(MATERIAL PROVIDED Opens)

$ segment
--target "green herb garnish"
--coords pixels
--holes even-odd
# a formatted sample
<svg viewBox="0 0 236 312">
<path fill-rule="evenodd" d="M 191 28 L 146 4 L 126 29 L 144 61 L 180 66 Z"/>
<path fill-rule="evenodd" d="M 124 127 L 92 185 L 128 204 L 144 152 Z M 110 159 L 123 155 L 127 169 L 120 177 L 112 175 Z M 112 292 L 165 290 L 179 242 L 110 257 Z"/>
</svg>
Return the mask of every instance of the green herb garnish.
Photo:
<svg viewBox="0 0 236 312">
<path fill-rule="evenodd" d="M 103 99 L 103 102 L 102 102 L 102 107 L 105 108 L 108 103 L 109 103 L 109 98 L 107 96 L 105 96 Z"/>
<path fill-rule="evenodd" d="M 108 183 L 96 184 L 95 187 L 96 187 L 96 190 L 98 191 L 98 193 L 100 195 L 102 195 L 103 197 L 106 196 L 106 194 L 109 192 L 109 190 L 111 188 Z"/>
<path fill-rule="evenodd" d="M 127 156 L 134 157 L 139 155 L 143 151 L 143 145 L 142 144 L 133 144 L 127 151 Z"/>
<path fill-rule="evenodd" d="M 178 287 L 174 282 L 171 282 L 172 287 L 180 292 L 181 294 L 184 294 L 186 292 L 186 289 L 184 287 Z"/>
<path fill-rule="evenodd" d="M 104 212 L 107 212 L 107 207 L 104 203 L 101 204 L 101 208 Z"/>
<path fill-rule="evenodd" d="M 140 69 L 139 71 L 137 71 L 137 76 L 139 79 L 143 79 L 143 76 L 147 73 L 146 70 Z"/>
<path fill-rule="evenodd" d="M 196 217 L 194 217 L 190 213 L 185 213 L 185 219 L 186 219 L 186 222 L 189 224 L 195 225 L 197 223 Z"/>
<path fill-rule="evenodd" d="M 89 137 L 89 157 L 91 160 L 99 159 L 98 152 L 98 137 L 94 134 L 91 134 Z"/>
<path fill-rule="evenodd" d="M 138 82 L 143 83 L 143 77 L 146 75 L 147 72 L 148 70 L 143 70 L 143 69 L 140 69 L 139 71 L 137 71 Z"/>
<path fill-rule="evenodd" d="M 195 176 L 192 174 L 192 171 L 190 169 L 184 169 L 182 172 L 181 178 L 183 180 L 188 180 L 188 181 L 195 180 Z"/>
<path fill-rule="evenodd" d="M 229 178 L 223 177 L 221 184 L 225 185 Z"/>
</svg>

(MATERIAL PROVIDED Closes)

EXERCISE REQUIREMENTS: From the first line of the entries above to the line with "Return the mask", please return every line exactly, keeping both ends.

YOUR SOLUTION:
$ segment
--target "green herb garnish"
--coords pixels
--holes even-odd
# a formatted sample
<svg viewBox="0 0 236 312">
<path fill-rule="evenodd" d="M 191 28 L 146 4 L 126 29 L 144 61 L 180 66 Z"/>
<path fill-rule="evenodd" d="M 124 127 L 92 185 L 128 204 L 144 152 Z M 110 159 L 123 155 L 127 169 L 120 177 L 112 175 Z M 112 292 L 165 290 L 179 242 L 110 257 Z"/>
</svg>
Return the mask of every instance of the green herb garnish.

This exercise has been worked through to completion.